> **Extract to read**:
————————
Amman remains a broadly safe and secure city for travel and operations, in our assessment. Several clients are in the process of, or preparing to, temporarily relocate their staff and/or operations to the Jordanian capital. This is due to the ongoing conflict between Israel and Hamas, as well as risks of a wider regional escalation, particularly involving Lebanon. Pro-Palestine protests of several thousand people in parts of the city are likely to become more frequent, disruptive and potentially violent over the coming weeks. We also assess that, like for much of the region, there is a heightened intent among jihadists to mount attacks against Israeli and US interests.
Amman appears to be one of the most favourable locations for companies trying to extract people from Israel and the West Bank. Travelling to Amman from those locations can be achieved by car. There are limited flight options from Ben Gurion Airport in Israel and few other options by sea beyond a US-government-sponsored ferry that is prioritising US citizens. There are also frequent international flights from Queen Alia International Airport in Amman. There also seems to be availability of hotel rooms in the city in the coming days, based on online hotel booking sites.
————————
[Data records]

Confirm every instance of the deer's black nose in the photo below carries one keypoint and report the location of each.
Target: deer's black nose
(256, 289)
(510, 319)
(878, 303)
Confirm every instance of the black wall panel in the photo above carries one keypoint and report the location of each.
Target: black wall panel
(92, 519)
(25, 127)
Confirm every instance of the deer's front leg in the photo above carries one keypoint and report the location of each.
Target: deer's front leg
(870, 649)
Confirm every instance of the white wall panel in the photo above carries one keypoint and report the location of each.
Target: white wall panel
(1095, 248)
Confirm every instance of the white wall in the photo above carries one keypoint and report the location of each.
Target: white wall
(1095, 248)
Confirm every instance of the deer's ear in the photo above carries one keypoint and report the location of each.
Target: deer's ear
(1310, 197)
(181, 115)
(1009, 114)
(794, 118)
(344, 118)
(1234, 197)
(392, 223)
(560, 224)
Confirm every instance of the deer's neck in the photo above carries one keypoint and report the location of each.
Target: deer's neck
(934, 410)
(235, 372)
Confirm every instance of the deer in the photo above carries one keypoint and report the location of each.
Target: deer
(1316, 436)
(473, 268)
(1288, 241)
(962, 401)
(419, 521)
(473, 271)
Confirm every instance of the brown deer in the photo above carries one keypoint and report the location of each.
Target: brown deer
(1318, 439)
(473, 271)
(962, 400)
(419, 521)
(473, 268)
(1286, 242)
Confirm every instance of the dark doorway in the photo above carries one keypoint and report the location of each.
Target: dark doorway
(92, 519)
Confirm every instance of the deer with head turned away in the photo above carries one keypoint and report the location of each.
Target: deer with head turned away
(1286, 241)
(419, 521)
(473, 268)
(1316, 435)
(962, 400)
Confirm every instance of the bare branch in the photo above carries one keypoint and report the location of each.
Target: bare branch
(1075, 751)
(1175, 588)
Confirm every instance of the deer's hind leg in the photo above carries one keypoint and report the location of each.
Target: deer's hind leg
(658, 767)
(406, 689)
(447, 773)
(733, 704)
————————
> **Exercise set**:
1/ Edit the passage of the Amman security assessment that opens with the words containing "Amman remains a" and closes with "and US interests.", changing "jihadists" to "militant groups", and give that passage in full.
2/ Pick up the Amman security assessment after its final sentence and continue it.
The data records are not needed for any of this work.

> **Task results**:
1/
Amman remains a broadly safe and secure city for travel and operations, in our assessment. Several clients are in the process of, or preparing to, temporarily relocate their staff and/or operations to the Jordanian capital. This is due to the ongoing conflict between Israel and Hamas, as well as risks of a wider regional escalation, particularly involving Lebanon. Pro-Palestine protests of several thousand people in parts of the city are likely to become more frequent, disruptive and potentially violent over the coming weeks. We also assess that, like for much of the region, there is a heightened intent among militant groups to mount attacks against Israeli and US interests.

2/
Large and disruptive pro-Palestine protests are likely to be one of the main risks for organisations in Amman over the coming weeks. This is particularly in the evenings and after Friday prayers. Based on protests over the past two weeks, several thousand people are likely to attend these in the eastern part of the city centre, such as on Prince Muhammad, King Talal and Quraysh streets, as well as around mosques. Protests are also likely around the Israeli Embassy in Tla Al-Ali in northwestern Amman, the French Embassy in Jabal Amman (downtown), and the US Embassy in Abdoun in southwestern Amman. We have seen renewed calls by activists online for such demonstrations today, 20 October.
Official road closures implemented at short notice around those areas are highly likely, causing severe traffic disruptions. While the security forces will probably contain any unrest to the vicinity of protest sites, participants are very likely to throw rocks, burn tyres and attempt to breach the gates of diplomatic missions and set fire to such buildings. This would very probably result in officers firing tear gas and other forceful means to disperse protesters.
Our terrorism threat level for the capital remains at moderate, but we assess that jihadists have a heightened intent to conduct attacks in the Middle East more broadly and in Amman. Terrorist groups seem to be taking advantage of the conflict to inspire would-be attackers; Al-Qaeda in the Arabian Peninsula (AQAP) on 9 October called for their followers in Jordan to ‘support [their] brothers’. The Jordanian authorities have not reported on any terrorist incidents or plots in the capital over the past two weeks.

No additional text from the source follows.